Task to carry out: Please, without any pictures, transcribe the lines from the one holding "Where can you find the grassy" to the end of the listing, both ends included.

Given data:
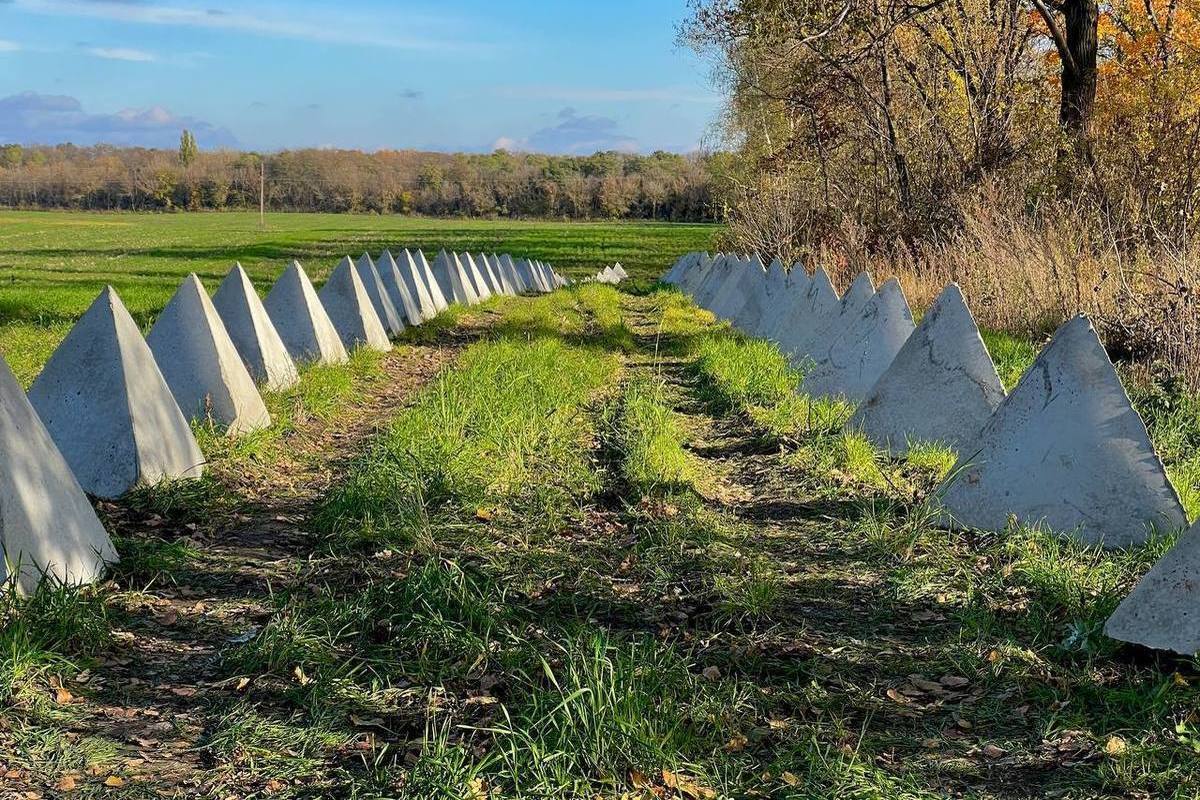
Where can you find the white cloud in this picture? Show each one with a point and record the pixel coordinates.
(121, 54)
(582, 95)
(287, 22)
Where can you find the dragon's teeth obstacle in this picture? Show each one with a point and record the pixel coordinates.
(378, 294)
(108, 408)
(432, 284)
(201, 364)
(942, 385)
(855, 358)
(1163, 611)
(1066, 450)
(301, 319)
(47, 527)
(349, 310)
(253, 332)
(412, 306)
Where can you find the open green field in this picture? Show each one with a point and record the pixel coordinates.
(53, 264)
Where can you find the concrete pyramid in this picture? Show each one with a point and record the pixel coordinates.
(47, 527)
(514, 274)
(108, 408)
(425, 272)
(826, 329)
(503, 277)
(202, 366)
(1066, 449)
(490, 278)
(381, 300)
(403, 300)
(745, 282)
(349, 308)
(478, 282)
(810, 312)
(942, 385)
(1163, 611)
(253, 332)
(850, 364)
(301, 319)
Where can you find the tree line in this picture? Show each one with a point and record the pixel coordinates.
(607, 185)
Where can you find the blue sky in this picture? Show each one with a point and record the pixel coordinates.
(567, 76)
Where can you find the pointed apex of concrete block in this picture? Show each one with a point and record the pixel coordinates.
(377, 292)
(202, 366)
(1066, 450)
(423, 271)
(301, 319)
(942, 385)
(407, 304)
(108, 408)
(851, 360)
(1161, 612)
(253, 332)
(47, 527)
(349, 308)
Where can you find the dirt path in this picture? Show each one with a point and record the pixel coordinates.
(159, 692)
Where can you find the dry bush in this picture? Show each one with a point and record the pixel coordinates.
(1025, 271)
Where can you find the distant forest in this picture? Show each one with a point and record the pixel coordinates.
(604, 186)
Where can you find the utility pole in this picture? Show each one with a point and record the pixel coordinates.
(262, 193)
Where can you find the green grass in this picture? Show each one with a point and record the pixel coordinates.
(53, 264)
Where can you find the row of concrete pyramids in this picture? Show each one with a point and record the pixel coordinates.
(111, 409)
(612, 275)
(1066, 449)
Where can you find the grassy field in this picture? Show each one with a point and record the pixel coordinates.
(53, 264)
(589, 545)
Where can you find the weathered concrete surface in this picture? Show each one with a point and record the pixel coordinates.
(47, 527)
(483, 292)
(745, 282)
(349, 308)
(202, 366)
(785, 304)
(402, 298)
(514, 274)
(377, 292)
(1066, 450)
(426, 275)
(490, 277)
(942, 385)
(823, 329)
(108, 408)
(817, 305)
(253, 332)
(855, 359)
(1163, 611)
(301, 319)
(503, 277)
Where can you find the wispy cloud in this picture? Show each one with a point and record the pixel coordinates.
(30, 118)
(591, 94)
(121, 54)
(573, 134)
(286, 23)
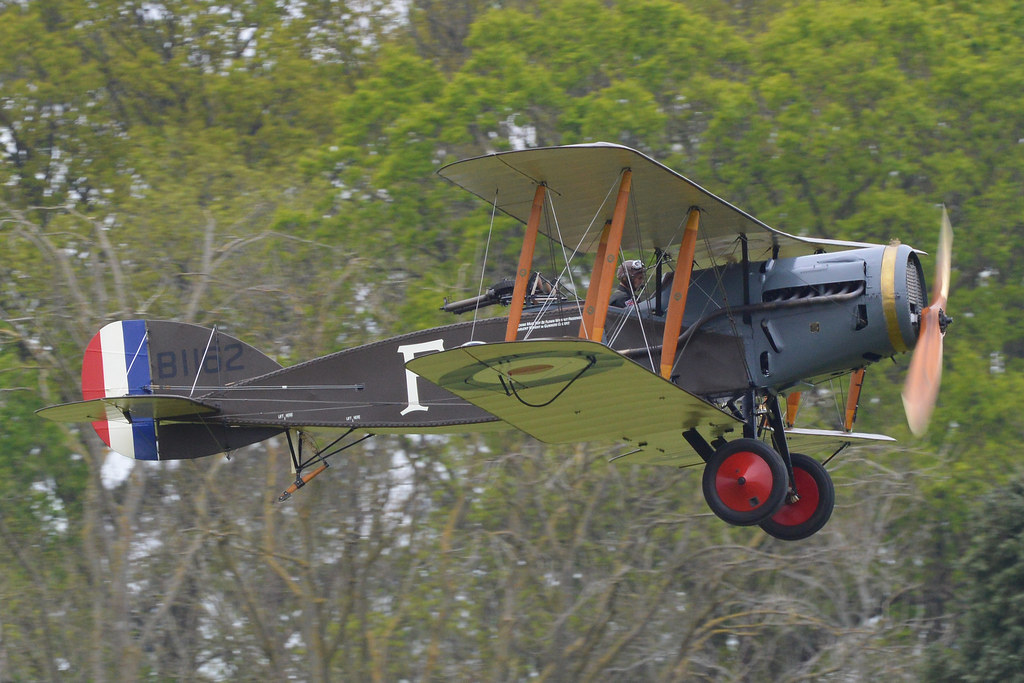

Result of this exercise:
Where can you find the grassy field in this picture? Show each one with a point and record the pixel coordinates.
(53, 264)
(589, 545)
Where can you find the weathered concrete surface in this picture? Show each one with a point and record the pixel coordinates.
(47, 527)
(483, 292)
(745, 282)
(349, 308)
(202, 366)
(785, 304)
(402, 298)
(514, 274)
(377, 292)
(1066, 450)
(426, 275)
(490, 277)
(942, 385)
(823, 329)
(108, 408)
(817, 305)
(253, 332)
(855, 359)
(1163, 611)
(301, 319)
(503, 277)
Where can you find the wispy cloud in this picture? Show each one with a point and record the pixel coordinates.
(30, 118)
(591, 94)
(121, 54)
(573, 134)
(286, 23)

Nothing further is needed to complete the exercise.